Source material:
_____
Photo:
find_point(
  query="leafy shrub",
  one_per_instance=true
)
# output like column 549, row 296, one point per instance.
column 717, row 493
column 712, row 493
_____
What to produce: Transcribe every record exactly.

Response to the task:
Photo:
find_point(
  query="leafy shrub",
  one_per_instance=true
)
# output like column 549, row 296, one point per instance.
column 717, row 493
column 712, row 493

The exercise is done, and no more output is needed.